== WORK TO BE COMPLETED ==
Continue the article about Tam's journey as an asexual and aromantic woman in Montreal, starting right after its final sentence.

== PAGE EXTRACT ==
• • •
Many queer people find incredible strength and power in the act of coming out fully as themselves. While being able to show up as our full queer selves in our lives is a very beautiful thing, it can also be a lot of pressure to craft the perfect official coming out. This is especially true for aromantic and/or asexual folks, who still lack a societial template to navigate their sexuality, and for queer Asians, for whom coming out has communal repercussions. So what are you to do when you are a Vietnamese asexual and aromantic woman who grew up in white, cishet, francophone-dominated Montreal in the 1980s and 1990s?
This is Tam’s (not her real name) reality. I first met the 38-year-old office worker in a Montreal-based Asian group, and was struck by how open, upbeat and talkative she was. So getting to sit down with her to candidly chat about her journey navigating her asexuality and aromanticism was an absolute blast. Over many laughs, we discussed her confusing process into finding her sexuality, her dating adventures and how she came to find empowerment in the closet.
• • •
(Source data)
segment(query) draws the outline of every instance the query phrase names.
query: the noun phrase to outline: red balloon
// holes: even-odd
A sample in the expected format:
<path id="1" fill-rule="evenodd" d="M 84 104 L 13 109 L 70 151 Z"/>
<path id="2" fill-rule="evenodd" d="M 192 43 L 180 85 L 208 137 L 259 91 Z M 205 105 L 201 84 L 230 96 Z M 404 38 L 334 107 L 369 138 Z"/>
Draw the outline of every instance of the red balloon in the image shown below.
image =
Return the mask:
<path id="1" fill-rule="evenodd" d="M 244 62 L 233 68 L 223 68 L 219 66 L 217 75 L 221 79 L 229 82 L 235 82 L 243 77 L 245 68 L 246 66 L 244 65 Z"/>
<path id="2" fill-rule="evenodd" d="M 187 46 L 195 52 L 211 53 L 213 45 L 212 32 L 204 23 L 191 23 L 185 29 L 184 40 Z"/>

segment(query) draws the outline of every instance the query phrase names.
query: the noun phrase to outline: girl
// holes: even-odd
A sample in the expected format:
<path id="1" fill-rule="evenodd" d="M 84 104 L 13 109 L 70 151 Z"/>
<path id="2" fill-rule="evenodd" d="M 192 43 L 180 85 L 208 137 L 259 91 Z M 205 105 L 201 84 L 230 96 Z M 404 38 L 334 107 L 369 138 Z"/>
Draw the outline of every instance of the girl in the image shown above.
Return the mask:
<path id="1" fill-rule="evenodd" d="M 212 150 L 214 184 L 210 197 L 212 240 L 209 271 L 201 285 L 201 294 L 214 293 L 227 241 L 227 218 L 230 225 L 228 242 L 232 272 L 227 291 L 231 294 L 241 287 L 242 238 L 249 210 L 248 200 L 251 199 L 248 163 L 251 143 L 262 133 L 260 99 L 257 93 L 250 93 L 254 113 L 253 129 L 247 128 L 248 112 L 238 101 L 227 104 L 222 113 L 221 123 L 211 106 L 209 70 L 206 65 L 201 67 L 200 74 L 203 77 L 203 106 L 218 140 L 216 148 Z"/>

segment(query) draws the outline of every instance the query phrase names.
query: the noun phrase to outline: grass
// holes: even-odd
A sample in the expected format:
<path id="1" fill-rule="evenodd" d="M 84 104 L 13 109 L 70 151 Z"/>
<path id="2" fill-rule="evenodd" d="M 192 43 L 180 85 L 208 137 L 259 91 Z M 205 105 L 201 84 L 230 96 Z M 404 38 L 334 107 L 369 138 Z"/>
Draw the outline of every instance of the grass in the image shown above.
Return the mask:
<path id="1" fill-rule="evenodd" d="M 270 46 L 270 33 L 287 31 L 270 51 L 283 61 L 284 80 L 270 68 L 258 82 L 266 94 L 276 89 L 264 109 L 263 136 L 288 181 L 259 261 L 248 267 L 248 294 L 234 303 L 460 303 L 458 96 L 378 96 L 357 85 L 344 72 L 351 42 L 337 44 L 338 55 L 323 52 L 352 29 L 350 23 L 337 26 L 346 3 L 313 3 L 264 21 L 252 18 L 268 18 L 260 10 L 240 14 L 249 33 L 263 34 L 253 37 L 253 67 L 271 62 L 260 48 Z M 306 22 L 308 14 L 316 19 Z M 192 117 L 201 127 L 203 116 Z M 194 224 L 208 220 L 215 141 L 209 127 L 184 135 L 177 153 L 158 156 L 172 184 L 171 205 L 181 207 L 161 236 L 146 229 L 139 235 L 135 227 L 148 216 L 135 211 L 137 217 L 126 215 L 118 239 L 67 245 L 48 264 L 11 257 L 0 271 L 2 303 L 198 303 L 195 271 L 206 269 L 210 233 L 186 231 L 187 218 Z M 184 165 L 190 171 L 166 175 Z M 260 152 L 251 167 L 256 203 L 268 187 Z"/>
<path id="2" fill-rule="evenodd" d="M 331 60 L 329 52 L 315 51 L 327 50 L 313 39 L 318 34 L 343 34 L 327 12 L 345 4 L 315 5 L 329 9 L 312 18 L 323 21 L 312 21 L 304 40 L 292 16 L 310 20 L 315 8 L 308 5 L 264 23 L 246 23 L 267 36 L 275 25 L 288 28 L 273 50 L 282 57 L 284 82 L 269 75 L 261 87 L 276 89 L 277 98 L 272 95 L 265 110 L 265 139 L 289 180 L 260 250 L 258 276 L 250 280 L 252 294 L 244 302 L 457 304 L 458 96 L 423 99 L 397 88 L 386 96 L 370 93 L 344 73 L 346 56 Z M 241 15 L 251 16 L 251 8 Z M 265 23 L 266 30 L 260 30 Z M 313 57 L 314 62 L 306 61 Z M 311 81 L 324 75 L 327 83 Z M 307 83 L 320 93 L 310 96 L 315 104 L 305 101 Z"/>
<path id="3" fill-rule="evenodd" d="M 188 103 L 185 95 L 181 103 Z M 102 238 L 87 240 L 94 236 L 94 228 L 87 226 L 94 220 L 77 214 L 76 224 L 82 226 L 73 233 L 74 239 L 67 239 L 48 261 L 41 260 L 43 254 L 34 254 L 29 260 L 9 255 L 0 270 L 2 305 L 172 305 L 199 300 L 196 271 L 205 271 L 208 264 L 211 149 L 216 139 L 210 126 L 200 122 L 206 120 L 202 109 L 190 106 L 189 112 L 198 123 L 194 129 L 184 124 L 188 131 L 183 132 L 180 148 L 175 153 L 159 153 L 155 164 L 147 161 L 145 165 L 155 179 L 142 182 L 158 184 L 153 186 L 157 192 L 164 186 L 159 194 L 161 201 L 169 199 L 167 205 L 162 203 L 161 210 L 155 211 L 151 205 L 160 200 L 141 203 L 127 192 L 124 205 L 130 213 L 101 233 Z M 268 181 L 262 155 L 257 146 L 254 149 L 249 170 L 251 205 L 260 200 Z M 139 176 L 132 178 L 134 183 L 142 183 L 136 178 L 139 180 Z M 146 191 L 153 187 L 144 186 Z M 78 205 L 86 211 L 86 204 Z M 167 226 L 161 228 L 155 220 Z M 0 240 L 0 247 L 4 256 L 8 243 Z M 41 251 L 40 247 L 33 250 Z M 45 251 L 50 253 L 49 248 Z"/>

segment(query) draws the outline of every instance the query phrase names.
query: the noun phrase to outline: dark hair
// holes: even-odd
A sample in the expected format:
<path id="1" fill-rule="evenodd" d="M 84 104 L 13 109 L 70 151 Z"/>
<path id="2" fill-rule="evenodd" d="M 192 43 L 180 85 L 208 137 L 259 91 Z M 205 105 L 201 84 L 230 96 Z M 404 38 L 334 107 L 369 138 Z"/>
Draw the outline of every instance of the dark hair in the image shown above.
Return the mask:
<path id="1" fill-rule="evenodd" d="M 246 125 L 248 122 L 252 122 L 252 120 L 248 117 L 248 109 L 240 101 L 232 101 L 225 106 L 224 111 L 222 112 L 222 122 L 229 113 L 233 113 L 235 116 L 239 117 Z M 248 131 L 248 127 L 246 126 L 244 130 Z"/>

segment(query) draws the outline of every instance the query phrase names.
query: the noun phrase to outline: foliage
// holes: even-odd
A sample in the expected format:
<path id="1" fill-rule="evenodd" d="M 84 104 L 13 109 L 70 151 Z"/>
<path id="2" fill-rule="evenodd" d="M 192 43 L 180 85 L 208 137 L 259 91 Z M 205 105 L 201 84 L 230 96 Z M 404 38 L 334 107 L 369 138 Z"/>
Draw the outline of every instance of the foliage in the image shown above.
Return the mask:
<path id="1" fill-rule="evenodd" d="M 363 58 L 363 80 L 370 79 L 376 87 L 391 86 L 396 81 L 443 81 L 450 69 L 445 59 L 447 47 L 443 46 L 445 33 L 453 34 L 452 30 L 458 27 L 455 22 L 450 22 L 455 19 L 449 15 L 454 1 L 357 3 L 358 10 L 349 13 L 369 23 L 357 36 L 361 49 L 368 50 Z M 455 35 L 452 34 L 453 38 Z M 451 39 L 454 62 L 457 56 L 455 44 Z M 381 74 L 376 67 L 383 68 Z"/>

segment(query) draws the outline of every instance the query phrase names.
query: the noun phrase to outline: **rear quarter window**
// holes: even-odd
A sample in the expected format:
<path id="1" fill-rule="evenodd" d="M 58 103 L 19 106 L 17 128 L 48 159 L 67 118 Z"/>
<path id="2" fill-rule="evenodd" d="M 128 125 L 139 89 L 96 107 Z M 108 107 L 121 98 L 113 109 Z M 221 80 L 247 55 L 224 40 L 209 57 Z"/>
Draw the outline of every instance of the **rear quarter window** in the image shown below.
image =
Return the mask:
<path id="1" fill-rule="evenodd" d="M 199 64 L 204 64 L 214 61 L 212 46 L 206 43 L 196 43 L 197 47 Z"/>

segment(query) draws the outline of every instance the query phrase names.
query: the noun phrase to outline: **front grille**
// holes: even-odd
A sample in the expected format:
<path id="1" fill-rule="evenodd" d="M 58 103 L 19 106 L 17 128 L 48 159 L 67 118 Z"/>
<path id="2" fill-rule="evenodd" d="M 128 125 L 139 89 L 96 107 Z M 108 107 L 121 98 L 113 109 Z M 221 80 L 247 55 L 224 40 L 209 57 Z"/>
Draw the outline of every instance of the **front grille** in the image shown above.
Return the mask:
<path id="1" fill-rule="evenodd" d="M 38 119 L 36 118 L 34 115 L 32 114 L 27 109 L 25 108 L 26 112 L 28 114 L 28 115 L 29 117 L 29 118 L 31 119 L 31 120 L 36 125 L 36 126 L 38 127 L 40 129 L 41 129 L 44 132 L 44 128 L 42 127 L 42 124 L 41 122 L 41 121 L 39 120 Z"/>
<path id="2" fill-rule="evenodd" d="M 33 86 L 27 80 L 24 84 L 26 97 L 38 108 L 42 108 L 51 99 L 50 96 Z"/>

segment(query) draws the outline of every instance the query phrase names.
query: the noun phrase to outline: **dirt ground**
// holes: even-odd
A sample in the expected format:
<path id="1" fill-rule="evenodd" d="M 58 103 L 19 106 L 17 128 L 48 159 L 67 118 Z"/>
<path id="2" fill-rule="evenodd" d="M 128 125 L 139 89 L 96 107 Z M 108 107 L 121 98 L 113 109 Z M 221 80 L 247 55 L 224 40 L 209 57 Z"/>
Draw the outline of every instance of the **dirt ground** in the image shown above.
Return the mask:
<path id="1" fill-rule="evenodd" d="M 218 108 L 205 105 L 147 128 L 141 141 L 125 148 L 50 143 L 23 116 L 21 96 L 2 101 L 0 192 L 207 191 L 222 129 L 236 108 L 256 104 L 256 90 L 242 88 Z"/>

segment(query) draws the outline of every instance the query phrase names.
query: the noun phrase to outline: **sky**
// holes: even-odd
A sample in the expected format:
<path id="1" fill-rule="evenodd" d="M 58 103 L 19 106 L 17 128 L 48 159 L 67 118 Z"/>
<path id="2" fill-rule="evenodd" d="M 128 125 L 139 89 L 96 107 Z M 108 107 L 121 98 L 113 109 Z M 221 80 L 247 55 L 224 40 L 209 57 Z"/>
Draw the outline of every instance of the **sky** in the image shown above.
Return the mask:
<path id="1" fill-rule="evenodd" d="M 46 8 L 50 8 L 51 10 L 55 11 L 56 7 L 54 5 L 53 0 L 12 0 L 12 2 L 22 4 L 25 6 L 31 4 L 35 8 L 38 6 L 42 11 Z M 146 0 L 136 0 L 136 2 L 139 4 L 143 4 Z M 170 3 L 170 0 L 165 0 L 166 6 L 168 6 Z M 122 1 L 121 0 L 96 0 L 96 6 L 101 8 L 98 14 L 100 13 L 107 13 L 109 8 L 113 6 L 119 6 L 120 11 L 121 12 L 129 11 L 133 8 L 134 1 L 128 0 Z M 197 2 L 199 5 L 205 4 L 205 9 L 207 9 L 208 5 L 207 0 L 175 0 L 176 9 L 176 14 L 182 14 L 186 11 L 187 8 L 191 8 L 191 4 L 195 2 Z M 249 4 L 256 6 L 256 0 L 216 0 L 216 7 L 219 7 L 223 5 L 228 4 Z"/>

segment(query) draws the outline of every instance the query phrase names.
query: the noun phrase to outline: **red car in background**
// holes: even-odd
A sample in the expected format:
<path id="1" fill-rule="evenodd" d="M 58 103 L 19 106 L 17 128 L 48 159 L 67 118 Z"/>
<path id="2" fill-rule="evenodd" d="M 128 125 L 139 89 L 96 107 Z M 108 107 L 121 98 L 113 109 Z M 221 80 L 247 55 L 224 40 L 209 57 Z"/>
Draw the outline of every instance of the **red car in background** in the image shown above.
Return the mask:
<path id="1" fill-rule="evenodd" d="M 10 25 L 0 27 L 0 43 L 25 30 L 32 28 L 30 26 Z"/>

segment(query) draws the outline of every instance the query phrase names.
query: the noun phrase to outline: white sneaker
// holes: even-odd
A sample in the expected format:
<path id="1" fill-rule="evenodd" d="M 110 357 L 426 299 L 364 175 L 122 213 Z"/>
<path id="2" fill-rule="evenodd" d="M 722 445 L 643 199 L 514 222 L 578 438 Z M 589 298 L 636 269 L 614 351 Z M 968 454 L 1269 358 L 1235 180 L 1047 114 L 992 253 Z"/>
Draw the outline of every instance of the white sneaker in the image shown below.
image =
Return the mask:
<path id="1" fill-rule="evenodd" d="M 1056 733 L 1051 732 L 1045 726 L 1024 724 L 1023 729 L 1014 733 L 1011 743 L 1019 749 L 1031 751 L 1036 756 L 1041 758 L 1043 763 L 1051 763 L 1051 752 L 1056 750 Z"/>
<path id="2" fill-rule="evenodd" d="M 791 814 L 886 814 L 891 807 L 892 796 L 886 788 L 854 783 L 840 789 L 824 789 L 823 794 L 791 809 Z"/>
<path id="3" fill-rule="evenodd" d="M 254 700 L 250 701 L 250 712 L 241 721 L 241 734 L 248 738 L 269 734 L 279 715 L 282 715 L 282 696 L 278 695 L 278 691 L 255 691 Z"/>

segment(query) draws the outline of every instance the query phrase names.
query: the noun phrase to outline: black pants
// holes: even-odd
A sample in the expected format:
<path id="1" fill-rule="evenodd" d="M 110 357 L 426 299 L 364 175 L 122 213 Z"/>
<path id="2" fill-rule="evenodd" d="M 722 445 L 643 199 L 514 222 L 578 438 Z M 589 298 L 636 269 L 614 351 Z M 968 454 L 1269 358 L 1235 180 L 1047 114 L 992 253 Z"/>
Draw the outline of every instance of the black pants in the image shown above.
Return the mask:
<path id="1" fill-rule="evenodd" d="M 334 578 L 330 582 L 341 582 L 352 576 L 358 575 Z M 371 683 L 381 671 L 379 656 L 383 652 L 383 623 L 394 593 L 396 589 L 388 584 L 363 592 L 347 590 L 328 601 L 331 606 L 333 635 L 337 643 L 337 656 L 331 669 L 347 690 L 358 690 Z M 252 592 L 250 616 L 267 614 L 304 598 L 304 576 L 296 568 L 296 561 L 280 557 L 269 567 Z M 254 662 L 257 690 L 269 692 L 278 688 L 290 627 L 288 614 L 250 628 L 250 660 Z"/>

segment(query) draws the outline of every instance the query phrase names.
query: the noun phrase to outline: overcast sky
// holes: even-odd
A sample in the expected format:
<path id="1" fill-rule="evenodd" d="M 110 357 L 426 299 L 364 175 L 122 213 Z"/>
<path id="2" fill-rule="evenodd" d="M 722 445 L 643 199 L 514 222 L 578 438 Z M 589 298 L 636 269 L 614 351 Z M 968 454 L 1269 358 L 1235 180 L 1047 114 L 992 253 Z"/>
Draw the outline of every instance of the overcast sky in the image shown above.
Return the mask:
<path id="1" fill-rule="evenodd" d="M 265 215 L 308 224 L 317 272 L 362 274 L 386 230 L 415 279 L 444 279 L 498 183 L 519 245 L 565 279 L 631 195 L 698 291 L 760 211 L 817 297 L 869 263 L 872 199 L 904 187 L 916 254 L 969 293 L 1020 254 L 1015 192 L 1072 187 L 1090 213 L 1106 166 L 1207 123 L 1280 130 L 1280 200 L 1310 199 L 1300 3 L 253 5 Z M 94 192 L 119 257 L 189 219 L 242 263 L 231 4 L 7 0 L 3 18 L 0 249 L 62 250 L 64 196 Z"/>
• • •
== TASK RESPONSE ==
To start, can you tell me how you identify in terms of gender and sexuality?
Cis female, very straightforward. I am the only Asian who is aromantic that I know of. I have not met another person who’s Asian and asexual. And I haven’t met another person who is aromantic in Montreal. There probably is someone, but I’ve not met a single person.
Tell me about your journey navigating your sexuality.
This journey was very much externally motivated. Because, being aromantic, I didn’t give two fucks. I already had close friends and family who responded to my emotional needs. I understand romantic people desire that sort of connection with another person, but I never looked for it myself. So until puberty, I just thought I was different, but I didn’t think about it much more than that.
It started becoming a more pressing part of my life when people started asking me out because I didn’t want to go on dates. So I started wondering why. At 18, I didn’t realize there was such a thing as asexuality. So I just thought I was bisexual because I really didn’t care which gender was asking me out — I just didn’t want to date. I concluded that since I didn’t care for either gender, I must have been OK with both.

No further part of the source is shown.